▶ _DATA SHOWN_:
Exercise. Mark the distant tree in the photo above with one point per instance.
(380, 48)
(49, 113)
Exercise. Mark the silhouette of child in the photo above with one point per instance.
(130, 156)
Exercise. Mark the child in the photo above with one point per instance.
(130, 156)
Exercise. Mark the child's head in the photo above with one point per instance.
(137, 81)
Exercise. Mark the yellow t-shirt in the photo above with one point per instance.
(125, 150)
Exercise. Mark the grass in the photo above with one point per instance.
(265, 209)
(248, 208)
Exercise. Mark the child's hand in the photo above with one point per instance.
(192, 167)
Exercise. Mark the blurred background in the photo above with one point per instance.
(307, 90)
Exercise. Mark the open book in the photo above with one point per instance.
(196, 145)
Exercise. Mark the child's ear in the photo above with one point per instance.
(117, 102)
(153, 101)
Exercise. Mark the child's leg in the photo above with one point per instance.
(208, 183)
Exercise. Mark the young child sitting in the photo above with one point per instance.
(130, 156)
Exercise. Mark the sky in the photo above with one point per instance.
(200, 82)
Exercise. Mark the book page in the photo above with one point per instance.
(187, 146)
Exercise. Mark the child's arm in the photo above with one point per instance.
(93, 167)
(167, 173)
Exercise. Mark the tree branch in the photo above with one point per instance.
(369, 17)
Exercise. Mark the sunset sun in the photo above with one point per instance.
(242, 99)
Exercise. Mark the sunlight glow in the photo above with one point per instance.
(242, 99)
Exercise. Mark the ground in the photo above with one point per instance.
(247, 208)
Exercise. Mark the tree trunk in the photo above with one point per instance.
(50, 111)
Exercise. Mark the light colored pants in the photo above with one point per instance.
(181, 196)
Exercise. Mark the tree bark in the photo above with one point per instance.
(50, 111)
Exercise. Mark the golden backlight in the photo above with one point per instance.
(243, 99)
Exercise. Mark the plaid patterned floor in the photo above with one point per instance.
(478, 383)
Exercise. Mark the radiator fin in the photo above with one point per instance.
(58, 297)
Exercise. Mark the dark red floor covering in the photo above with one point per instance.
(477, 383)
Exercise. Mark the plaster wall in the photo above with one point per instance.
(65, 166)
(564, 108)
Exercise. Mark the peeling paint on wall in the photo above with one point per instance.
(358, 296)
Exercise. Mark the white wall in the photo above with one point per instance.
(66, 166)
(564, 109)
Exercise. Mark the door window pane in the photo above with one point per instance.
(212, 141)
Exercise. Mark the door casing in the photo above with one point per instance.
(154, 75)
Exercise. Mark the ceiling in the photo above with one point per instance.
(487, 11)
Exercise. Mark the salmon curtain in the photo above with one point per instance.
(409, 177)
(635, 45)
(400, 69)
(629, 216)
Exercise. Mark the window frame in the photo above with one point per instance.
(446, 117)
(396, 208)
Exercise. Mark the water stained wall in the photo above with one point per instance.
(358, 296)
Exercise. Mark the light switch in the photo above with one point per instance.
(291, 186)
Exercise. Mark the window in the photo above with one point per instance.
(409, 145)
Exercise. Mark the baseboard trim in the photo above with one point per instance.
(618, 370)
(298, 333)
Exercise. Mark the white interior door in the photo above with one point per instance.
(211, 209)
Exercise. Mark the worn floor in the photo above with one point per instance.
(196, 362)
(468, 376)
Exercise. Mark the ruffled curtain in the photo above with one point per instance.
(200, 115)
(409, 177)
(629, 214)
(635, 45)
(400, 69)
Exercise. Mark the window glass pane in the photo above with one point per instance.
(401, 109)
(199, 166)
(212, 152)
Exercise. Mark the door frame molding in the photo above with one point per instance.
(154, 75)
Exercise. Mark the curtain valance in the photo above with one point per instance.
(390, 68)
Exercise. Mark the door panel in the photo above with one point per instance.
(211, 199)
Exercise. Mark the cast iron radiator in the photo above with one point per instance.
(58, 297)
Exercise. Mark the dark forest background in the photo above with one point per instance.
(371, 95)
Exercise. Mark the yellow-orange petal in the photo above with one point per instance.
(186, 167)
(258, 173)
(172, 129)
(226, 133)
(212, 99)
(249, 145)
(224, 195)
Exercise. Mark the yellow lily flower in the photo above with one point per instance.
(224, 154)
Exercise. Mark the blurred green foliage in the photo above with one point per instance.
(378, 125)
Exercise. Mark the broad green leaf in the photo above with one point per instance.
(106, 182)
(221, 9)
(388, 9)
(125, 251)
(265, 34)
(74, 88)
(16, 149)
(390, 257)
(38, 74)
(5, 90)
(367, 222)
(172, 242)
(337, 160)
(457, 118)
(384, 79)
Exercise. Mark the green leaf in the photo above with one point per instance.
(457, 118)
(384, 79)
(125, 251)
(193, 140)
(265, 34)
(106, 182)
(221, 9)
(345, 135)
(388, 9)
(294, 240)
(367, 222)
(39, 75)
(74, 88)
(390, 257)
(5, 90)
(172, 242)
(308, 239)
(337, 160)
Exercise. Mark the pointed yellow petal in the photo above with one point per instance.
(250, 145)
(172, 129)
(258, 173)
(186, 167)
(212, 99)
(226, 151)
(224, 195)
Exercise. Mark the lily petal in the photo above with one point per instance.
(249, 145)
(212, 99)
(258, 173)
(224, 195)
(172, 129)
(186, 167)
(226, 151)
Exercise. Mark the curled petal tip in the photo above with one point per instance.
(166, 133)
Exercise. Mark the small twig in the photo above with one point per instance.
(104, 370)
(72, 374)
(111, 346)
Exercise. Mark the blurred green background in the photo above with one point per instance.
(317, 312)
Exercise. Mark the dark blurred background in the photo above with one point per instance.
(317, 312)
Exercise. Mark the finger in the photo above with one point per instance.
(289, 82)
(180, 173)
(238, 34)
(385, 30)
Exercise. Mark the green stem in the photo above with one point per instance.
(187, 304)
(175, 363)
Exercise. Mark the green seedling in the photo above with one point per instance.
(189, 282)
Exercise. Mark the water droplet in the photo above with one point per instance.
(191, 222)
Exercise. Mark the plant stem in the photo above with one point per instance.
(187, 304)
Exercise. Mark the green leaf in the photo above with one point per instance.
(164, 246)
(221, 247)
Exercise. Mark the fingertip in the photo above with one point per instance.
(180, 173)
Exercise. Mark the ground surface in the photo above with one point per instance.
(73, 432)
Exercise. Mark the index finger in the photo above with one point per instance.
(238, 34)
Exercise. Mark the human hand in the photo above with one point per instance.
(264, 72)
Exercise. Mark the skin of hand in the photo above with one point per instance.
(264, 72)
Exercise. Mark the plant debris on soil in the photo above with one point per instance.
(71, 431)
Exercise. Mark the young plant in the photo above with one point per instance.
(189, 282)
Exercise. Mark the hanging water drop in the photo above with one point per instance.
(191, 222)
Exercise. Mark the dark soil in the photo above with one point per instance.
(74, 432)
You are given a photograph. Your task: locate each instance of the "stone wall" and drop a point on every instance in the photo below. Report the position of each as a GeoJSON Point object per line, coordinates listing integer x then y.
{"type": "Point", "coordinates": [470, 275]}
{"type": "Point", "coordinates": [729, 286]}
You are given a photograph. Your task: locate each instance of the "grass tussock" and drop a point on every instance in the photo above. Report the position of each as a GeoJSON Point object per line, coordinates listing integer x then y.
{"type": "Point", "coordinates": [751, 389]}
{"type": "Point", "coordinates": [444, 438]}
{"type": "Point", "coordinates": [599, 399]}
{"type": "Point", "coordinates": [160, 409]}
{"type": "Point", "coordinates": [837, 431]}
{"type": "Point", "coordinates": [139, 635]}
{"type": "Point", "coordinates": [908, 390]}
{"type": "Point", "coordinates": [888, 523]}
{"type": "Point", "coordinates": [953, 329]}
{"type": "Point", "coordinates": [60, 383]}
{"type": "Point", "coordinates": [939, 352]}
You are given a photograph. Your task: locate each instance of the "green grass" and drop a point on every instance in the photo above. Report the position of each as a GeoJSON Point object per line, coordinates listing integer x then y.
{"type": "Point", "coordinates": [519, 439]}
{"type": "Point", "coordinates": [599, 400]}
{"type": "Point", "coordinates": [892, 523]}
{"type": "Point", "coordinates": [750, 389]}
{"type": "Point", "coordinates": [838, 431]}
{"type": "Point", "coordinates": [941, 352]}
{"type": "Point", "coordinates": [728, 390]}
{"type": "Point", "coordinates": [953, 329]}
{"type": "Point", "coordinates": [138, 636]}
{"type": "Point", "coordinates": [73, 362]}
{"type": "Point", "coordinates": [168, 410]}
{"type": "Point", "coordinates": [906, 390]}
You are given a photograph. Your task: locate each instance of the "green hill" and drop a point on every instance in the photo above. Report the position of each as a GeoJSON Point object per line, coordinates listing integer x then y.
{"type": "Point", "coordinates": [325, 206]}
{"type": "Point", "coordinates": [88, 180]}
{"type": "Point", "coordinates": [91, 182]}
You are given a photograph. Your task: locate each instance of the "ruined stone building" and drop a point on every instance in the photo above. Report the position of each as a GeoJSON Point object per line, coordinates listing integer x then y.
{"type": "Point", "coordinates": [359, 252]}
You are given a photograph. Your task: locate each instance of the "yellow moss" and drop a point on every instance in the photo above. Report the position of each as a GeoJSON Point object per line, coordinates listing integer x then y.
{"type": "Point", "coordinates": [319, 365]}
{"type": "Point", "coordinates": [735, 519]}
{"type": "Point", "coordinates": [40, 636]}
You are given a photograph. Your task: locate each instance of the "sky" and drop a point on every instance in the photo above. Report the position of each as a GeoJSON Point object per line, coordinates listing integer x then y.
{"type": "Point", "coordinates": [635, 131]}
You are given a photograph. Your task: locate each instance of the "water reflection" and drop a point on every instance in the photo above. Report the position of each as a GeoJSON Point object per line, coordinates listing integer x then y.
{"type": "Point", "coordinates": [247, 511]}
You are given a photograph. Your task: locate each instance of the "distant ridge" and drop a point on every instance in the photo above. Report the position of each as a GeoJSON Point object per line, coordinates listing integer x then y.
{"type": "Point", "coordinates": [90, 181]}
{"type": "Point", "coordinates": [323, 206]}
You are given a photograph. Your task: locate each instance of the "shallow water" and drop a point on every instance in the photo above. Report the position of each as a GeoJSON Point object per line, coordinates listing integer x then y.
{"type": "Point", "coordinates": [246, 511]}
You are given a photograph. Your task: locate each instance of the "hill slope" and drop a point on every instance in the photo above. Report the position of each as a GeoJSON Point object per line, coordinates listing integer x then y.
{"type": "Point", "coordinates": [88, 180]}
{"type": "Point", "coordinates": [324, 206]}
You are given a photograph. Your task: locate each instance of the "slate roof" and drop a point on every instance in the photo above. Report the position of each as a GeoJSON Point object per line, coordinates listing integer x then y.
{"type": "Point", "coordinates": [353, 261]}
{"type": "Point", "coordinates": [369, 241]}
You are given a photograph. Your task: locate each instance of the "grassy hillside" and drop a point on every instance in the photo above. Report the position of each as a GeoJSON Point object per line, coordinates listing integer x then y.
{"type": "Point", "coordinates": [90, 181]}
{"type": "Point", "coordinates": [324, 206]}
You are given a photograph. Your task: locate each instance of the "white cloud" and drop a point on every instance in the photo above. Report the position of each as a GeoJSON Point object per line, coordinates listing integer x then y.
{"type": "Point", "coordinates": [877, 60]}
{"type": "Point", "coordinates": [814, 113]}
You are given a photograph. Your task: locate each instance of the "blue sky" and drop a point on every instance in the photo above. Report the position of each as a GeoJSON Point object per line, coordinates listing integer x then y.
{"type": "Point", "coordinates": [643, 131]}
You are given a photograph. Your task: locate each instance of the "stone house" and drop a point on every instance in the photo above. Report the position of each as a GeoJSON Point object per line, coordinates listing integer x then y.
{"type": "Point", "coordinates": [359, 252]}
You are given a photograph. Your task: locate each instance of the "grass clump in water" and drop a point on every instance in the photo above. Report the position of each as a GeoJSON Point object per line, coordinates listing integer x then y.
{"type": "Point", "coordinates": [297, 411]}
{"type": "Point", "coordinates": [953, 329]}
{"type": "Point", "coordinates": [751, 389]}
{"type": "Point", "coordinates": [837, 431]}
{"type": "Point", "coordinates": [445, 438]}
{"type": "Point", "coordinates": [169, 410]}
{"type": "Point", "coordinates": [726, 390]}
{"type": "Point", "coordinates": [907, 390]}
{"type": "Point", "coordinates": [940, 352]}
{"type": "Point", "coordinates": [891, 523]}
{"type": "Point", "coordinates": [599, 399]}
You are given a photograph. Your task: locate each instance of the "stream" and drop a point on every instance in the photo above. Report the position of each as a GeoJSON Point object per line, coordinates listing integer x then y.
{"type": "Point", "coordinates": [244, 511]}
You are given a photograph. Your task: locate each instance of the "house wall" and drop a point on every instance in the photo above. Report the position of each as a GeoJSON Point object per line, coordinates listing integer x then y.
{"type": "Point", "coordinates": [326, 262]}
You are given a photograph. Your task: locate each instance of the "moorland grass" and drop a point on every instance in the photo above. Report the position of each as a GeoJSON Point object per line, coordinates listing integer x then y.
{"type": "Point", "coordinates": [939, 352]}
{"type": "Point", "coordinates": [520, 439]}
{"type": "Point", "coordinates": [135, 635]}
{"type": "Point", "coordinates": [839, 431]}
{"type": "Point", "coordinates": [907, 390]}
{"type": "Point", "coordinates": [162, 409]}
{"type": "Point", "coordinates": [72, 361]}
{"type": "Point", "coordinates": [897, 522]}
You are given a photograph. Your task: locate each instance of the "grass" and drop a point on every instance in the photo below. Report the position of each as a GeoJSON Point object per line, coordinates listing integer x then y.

▶ _REQUIREMENTS_: Count the lines in the data above that contain the word "distant", matching case exactly, and give only that number.

▶ _WRITTEN SOLUTION_: 2